What you should do:
Copy out the data below verbatim.

Dataset entries:
*****

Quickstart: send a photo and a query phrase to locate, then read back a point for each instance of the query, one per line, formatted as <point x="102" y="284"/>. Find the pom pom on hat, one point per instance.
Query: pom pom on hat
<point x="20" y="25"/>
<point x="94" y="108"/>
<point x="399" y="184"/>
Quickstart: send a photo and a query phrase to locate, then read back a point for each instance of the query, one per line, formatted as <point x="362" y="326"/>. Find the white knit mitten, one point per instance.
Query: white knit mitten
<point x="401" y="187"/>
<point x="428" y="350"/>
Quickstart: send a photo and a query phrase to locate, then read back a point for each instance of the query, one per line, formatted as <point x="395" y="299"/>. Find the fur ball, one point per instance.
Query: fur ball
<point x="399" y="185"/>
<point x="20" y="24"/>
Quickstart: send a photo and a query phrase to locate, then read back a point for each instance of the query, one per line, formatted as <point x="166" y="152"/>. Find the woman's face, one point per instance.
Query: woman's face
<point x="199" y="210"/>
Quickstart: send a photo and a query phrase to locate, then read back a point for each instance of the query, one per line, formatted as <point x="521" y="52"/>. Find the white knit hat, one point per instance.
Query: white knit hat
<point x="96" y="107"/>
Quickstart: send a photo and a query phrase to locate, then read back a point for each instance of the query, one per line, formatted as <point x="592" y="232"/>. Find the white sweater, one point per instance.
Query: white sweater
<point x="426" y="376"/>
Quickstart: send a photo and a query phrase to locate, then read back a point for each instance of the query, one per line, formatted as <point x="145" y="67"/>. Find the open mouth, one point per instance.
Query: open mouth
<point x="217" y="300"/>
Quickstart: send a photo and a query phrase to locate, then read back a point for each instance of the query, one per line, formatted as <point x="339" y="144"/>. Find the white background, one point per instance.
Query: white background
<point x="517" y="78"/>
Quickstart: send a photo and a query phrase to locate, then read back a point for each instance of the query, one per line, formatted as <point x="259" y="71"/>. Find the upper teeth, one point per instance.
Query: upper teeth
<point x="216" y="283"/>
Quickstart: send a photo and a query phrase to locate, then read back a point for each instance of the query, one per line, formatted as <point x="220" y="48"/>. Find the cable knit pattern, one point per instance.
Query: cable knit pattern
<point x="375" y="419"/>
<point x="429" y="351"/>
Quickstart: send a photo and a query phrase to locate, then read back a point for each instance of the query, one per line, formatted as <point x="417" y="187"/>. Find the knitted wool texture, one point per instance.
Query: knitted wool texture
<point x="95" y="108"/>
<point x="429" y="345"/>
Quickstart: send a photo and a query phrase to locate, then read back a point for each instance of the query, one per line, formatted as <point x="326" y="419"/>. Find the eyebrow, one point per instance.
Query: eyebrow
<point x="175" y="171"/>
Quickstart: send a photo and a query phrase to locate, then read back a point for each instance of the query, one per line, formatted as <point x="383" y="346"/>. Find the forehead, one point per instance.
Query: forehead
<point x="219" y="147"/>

*****

Completed exercise:
Quickstart: send a photo and a query phrase to locate, then read back a point for each instance of the query, one per line, formatted as <point x="102" y="284"/>. Find the pom pom on hat, one point per instance.
Query: pom pom on hat
<point x="20" y="25"/>
<point x="94" y="108"/>
<point x="399" y="184"/>
Quickstart: send a photo and a query phrase to locate, then read back a point for each instance of the query, one per line, formatted as <point x="362" y="326"/>. Find the white knit mitten, one point per instance.
Query: white knit mitten
<point x="401" y="187"/>
<point x="428" y="350"/>
Quickstart: send a photo and a query phrase to locate, then read back a point for each instance of the query, one per line, formatted as <point x="395" y="299"/>. Find the fur ball, one point per instance.
Query: fur ball
<point x="399" y="185"/>
<point x="20" y="24"/>
Quickstart: send a photo and a query phrase to locate, then read back a point for each instance of the query, one per line, formatted as <point x="166" y="152"/>. Find the woman's face, one point per instance.
Query: woman's face
<point x="199" y="210"/>
Quickstart: send a photo and a query phrase to locate, then read back a point for each instance of the query, one per line, formatted as <point x="521" y="52"/>. Find the white knit hat, one point per instance.
Query: white knit hat
<point x="96" y="107"/>
Quickstart: send a photo and a query phrase to locate, then read back a point for each instance of the query, one per line, formatted as <point x="592" y="232"/>. Find the white sweater, one point per instance.
Query: white sweater
<point x="426" y="376"/>
Quickstart: send a photo and a query phrase to locate, then read back a point for each instance of the query, one per line, formatted as <point x="145" y="67"/>. Find the open mouth, one point per instance.
Query: open mouth
<point x="217" y="300"/>
Quickstart: send a photo and a query phrase to locate, then read back a point for each instance of the query, one per line, formatted as <point x="339" y="144"/>. Find the white background, one point per instance.
Query: white background
<point x="517" y="78"/>
Quickstart: send a photo and a query phrase to locate, then read back a point for each instance of the query, one per line, formatted as <point x="259" y="71"/>. Find the upper teeth, one point per instance.
Query: upper teeth
<point x="216" y="283"/>
Quickstart: send a photo and a query phrase to locate, then read back a point for each instance of the query, one per line, formatted as <point x="220" y="48"/>. Find the cable knit pattern, one point per instance.
Query: cable knit pattern
<point x="375" y="419"/>
<point x="429" y="351"/>
Quickstart: send a photo and a query phrase to locate, then read back a point for each instance of the query, one per line, formatted as <point x="417" y="187"/>. Find the knitted wool texture, one point per instance.
Query: knitted wool texture
<point x="95" y="108"/>
<point x="429" y="345"/>
Quickstart: send a photo and a query phrase to locate, then read back a point for each instance of the query, one per line, formatted as <point x="326" y="419"/>. Find the eyebrow, one point per instance.
Query: eyebrow
<point x="175" y="171"/>
Quickstart: send a photo and a query phrase to locate, then read back a point for each instance of the query, one per line, formatted as <point x="383" y="346"/>. Find the forehead, one point per instance.
Query: forehead
<point x="219" y="147"/>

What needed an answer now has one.